But then there is still some local regulatory stuff, including islanding protection and metering (eg. You don't want your car feeding back into the grid when the local power is out and someone is working on the wires).
Afaik the CHAdeMO V2G units still haven't been approved locally.
Thanks. Interesting regarding the standard approval. Good info.
 
That's my understanding for the CHAdeMO unit.
I believe partially because it pulls DC from the car and thus has an inverter onboard to convert to AC

(Of course it still seems expensive compared to solar inverters).

Makes sense

And i guess like solar it will reduce in price in time as it becomes more widespread

At $10k it isnt a real cost effective equation
 
Agreed. It's about the same price as an (admittedly smaller) battery, but at least it won't drive away.

I don't know enough about the CCS standard to know whether its also DC only.
Or whether there might be away to use AC (like the V2L features of some vehicles) to pull AC directly - which would seemingly be a cheaper solution.
 
I don't know enough about the CCS standard to know whether its also DC only.
Or whether there might be away to use AC (like the V2L features of some vehicles) to pull AC directly - which would seemingly be a cheaper solution.

My understanding ISO15118-20 with Bidirectional Power Transfer (BPT) supports both DC & AC (Subject to Vehicle Hardware of course). For AC_BPT there are GeneratorMode configuration parameters such as Single Phase/Three Phase, Grid Following (V2G)/Grid Forming (V2L, V2H) etc.

» Excerpted data:
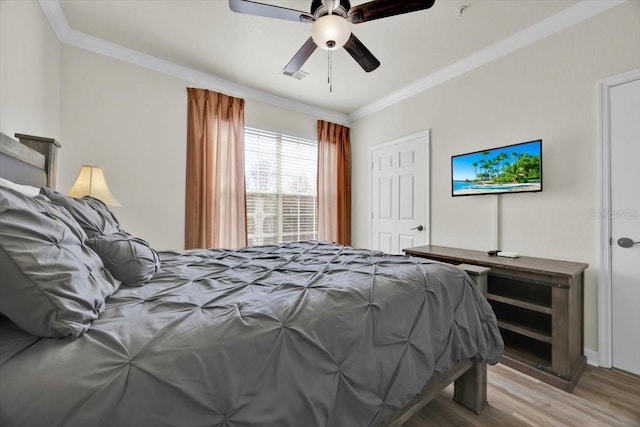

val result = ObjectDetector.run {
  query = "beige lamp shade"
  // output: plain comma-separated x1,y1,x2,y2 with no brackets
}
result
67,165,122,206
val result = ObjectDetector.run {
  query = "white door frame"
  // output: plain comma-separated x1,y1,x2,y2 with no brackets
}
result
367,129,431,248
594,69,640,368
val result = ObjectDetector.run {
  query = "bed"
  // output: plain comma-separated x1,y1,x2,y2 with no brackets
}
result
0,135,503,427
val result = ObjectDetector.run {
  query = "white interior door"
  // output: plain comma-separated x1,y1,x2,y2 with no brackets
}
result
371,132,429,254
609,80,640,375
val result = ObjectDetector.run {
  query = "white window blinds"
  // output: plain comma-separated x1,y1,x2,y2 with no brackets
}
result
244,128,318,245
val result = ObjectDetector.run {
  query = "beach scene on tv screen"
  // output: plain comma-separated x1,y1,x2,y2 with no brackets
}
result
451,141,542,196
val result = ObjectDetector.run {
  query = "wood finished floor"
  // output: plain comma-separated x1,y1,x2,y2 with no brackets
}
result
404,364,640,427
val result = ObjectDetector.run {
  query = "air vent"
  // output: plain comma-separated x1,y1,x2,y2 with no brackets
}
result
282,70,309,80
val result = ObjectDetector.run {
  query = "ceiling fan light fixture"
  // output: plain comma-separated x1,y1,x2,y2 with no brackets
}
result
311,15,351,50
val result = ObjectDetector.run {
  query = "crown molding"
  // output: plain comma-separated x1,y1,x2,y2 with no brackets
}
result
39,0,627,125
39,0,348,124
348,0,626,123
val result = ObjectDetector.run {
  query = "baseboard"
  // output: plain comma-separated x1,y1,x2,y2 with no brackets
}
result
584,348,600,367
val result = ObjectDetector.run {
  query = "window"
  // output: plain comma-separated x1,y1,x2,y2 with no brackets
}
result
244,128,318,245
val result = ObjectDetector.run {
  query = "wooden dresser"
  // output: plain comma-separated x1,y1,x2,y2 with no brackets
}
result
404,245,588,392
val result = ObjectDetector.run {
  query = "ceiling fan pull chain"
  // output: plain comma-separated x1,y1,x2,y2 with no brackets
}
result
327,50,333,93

* * *

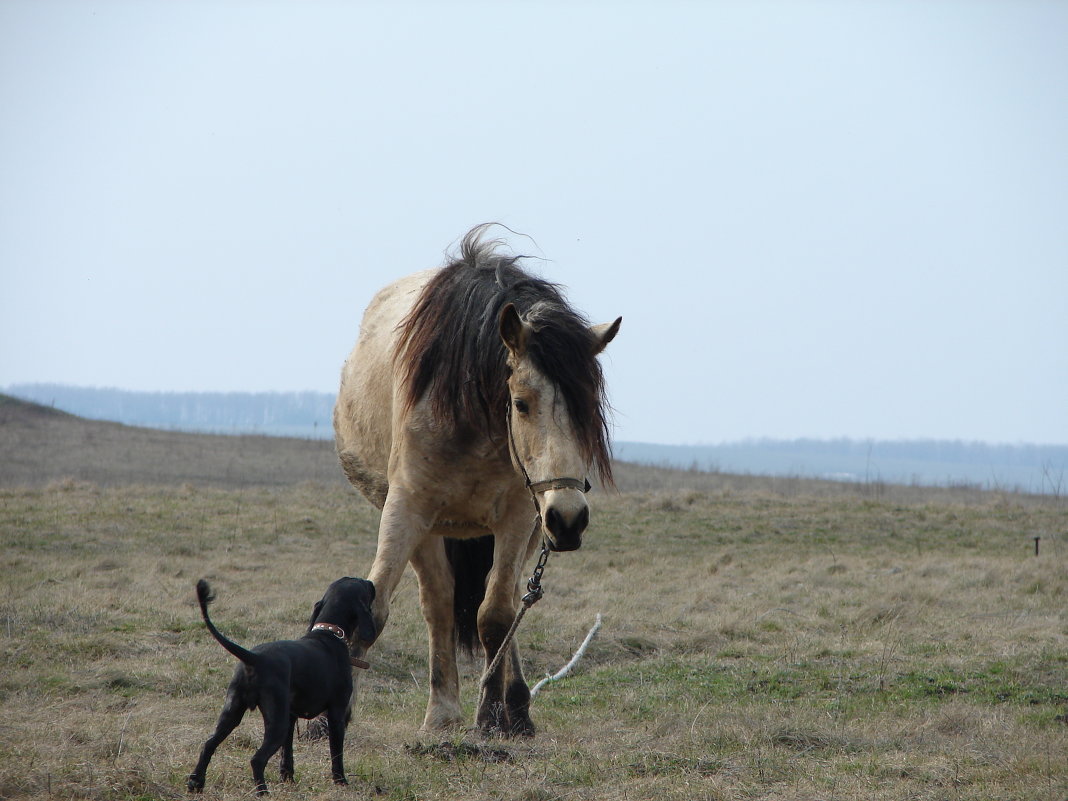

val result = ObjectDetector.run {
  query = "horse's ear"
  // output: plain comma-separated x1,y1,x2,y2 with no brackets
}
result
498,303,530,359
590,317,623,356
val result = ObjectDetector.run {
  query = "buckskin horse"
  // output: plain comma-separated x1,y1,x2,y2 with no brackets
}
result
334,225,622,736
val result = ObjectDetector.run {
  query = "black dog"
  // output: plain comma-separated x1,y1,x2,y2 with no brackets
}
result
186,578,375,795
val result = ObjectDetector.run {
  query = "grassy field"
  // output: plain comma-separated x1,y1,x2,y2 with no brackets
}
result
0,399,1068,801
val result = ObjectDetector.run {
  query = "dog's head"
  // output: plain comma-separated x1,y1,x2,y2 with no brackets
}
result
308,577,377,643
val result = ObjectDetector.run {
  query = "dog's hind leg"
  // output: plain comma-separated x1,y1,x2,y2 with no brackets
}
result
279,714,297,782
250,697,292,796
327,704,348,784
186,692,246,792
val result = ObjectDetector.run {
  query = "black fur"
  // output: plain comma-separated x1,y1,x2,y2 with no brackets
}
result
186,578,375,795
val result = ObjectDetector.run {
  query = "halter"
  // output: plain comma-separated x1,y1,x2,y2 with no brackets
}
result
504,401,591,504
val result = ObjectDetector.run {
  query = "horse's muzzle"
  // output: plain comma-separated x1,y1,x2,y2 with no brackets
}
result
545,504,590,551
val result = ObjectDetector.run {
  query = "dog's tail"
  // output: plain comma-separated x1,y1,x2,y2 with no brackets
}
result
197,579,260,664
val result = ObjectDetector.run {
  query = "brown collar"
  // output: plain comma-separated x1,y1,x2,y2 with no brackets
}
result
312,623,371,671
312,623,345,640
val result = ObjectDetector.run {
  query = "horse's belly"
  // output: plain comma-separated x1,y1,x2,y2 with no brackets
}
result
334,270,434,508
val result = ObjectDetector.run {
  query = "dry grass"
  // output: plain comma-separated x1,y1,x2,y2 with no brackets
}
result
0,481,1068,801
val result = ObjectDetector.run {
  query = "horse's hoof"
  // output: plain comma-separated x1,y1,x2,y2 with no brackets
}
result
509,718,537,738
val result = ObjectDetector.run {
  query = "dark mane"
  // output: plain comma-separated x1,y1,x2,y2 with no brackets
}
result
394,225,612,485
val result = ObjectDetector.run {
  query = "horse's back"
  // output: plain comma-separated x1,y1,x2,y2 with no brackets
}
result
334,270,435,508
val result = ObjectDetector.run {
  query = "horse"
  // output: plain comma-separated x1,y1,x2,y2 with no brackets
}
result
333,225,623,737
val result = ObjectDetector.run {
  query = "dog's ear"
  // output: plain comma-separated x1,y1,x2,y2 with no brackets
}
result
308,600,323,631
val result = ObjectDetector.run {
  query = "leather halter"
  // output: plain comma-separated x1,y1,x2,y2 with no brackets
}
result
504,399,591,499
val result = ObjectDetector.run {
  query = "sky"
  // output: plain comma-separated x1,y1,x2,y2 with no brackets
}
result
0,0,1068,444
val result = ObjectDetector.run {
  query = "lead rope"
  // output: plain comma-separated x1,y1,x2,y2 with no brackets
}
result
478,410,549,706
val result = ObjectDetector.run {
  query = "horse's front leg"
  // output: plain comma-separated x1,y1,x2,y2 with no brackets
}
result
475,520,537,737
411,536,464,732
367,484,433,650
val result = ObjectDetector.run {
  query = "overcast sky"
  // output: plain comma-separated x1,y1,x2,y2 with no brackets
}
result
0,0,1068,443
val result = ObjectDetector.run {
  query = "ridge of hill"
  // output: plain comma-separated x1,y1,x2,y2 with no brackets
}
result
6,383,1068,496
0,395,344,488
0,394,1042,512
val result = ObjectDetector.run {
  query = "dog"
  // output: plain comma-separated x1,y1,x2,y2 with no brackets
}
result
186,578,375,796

» Direction:
Resume the forum thread on vehicle-to-grid charging, picking up right after its last post.

» Answer below:
 
A mate made me aware of this today and I'd be keen to hear what the brains trust thinks about it. Does it appear sound or marketing announcement missing substance?
I'd ignore the V2G parts entirely - Tesla's don't do V2G at the moment, and there's no indication that this will change in the short or medium term; and V2G currently requires an external inverter which are expensive, not available in this country yet and count towards your total DC inverter limit imposed by your DNSP.

The other part sounds like they take wholesale rates and try to automatically charge your car when rates are low but still have the car available when you need it. It's pretty light on for important details - like who bears the risk here? Are they quoting you a (hopefully cheaper-than-off-peak!) flat rate, then taking the risk themselves?